→ **WORK REQUIRED**:
Set out exactly every line of the entries below, starting at the line that holds "Expected: a point inside each instance of the white pvc" and stopping after the line that holds "point(245, 19)".

§

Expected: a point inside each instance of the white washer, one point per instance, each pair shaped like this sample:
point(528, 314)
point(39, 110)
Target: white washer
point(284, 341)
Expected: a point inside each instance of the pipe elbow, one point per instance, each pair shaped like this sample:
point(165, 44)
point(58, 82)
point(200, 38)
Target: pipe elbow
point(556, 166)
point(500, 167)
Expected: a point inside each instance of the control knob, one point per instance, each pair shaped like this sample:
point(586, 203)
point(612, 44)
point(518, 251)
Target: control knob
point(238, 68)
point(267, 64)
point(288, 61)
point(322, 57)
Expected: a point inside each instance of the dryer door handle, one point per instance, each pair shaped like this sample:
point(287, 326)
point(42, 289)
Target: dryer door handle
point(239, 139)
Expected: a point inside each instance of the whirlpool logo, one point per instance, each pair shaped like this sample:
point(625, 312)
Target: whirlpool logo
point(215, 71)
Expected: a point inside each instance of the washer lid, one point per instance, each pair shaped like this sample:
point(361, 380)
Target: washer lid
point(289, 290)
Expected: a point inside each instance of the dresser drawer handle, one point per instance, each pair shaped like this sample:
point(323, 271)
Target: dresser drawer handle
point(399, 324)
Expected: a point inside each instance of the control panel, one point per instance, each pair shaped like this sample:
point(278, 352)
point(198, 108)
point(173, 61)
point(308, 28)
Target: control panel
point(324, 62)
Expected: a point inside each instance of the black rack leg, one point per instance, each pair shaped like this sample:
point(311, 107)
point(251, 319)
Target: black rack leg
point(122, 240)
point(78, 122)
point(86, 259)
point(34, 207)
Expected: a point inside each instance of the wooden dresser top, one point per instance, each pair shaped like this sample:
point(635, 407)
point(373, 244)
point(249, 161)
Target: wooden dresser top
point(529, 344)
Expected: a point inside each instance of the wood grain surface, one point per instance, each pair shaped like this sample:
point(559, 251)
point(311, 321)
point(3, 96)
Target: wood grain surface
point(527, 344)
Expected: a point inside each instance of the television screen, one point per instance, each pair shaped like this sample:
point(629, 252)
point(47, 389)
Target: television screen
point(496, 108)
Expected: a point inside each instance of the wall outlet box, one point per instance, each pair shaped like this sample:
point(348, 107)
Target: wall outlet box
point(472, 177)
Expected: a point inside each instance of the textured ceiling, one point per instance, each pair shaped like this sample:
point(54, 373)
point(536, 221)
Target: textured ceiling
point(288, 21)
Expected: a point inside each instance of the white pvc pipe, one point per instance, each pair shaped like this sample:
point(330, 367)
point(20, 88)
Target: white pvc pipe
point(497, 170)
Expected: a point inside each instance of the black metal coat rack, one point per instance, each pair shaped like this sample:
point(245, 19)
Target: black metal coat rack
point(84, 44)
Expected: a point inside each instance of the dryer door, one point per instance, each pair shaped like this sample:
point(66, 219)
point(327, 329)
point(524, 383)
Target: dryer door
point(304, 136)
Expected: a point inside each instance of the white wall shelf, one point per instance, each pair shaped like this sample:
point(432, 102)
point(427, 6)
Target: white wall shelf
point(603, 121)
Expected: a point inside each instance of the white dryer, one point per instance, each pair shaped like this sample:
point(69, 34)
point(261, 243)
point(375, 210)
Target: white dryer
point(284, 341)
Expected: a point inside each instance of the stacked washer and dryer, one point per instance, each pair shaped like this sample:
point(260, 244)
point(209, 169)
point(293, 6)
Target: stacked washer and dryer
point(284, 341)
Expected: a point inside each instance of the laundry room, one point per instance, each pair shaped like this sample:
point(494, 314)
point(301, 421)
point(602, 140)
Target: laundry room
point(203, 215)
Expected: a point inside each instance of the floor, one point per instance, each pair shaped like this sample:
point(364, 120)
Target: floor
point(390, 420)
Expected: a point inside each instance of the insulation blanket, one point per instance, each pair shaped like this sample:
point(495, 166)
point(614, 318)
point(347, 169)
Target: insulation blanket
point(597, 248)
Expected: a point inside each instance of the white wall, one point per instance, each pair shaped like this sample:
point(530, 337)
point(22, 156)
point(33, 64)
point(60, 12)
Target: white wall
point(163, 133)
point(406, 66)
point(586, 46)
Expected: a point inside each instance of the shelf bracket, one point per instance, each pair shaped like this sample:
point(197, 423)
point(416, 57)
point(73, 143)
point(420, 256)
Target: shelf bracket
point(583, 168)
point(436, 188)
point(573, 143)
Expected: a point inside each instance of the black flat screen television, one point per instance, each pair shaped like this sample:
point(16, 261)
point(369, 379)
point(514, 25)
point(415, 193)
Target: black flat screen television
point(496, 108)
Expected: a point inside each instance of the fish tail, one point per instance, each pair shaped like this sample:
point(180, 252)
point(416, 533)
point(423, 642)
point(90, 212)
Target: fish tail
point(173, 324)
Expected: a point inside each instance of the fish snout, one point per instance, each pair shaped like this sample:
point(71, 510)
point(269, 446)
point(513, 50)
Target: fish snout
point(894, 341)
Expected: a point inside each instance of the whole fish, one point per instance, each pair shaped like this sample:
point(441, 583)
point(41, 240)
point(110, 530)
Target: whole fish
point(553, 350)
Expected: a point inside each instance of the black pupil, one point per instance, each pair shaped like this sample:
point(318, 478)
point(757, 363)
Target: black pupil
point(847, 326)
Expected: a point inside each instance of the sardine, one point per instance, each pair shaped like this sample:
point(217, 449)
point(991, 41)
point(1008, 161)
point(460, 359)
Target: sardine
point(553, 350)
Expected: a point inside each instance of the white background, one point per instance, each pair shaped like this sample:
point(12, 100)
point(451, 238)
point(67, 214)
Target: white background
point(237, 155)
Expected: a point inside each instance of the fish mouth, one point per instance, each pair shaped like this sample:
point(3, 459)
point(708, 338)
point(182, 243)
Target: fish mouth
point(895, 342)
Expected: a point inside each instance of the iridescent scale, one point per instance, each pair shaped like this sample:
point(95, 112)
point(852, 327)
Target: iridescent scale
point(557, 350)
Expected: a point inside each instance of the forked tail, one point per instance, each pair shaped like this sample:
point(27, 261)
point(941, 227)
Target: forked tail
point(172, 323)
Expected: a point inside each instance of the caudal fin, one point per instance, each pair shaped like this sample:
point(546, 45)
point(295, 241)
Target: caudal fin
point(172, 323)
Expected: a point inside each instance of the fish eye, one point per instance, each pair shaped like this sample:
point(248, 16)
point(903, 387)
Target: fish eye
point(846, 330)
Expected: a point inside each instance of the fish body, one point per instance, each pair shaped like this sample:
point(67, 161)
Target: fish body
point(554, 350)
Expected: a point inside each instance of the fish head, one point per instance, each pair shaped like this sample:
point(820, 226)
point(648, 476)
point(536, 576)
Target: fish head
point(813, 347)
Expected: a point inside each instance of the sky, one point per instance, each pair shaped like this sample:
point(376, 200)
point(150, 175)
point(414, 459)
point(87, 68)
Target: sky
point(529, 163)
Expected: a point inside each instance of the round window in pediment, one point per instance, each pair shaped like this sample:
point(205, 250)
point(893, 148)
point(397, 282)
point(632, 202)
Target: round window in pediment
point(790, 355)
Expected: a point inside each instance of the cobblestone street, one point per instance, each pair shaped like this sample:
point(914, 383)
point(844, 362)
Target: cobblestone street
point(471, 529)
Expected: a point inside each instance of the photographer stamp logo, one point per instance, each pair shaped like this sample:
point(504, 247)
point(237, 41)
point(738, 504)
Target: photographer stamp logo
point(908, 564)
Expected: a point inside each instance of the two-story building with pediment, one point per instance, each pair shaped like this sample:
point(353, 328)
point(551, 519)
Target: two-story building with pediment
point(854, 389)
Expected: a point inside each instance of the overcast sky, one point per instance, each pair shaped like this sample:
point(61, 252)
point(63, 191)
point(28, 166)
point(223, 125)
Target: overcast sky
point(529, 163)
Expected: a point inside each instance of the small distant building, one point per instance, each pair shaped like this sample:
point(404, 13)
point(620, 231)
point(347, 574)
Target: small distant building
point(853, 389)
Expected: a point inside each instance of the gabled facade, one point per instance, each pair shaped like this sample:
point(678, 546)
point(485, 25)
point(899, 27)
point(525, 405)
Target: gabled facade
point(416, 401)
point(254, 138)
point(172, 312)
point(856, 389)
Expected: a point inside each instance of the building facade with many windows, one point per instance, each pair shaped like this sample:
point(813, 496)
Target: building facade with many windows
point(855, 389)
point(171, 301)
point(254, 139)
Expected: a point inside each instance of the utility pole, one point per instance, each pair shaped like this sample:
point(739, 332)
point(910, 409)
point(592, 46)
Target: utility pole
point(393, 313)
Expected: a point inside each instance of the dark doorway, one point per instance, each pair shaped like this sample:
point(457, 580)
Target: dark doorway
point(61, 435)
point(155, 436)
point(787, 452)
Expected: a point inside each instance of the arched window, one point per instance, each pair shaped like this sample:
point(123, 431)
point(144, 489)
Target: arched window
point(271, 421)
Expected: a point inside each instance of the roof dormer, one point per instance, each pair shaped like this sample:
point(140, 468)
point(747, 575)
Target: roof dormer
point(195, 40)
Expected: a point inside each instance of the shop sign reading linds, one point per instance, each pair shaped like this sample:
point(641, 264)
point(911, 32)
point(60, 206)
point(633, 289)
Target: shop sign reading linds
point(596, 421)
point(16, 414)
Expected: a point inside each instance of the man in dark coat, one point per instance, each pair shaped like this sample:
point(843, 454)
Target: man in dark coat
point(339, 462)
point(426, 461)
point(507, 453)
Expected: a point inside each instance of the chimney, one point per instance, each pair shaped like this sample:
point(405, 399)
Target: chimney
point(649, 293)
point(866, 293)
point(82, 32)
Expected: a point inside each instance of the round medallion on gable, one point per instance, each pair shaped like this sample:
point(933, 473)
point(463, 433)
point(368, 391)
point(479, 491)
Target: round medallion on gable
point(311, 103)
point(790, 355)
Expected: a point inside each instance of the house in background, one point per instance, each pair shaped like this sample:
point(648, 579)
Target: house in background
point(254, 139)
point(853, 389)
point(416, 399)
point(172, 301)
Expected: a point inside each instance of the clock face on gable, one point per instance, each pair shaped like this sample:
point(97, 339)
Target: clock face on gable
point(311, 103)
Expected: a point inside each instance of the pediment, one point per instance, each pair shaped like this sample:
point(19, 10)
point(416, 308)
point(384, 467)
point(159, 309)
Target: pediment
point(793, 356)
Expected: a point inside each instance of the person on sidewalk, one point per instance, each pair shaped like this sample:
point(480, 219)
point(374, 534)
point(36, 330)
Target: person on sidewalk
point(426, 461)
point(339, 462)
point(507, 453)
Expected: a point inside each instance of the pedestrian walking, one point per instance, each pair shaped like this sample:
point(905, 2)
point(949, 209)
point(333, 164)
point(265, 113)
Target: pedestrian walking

§

→ **REPLY TO THE TASK**:
Expected: a point inside each instance of the white pvc pipe, one point per instance, each pair shaped like this sample:
point(330, 367)
point(20, 88)
Target: white pvc pipe
point(497, 170)
Expected: a point inside each instance of the black metal coat rack, one point per instance, each pair shaped like this sample:
point(245, 19)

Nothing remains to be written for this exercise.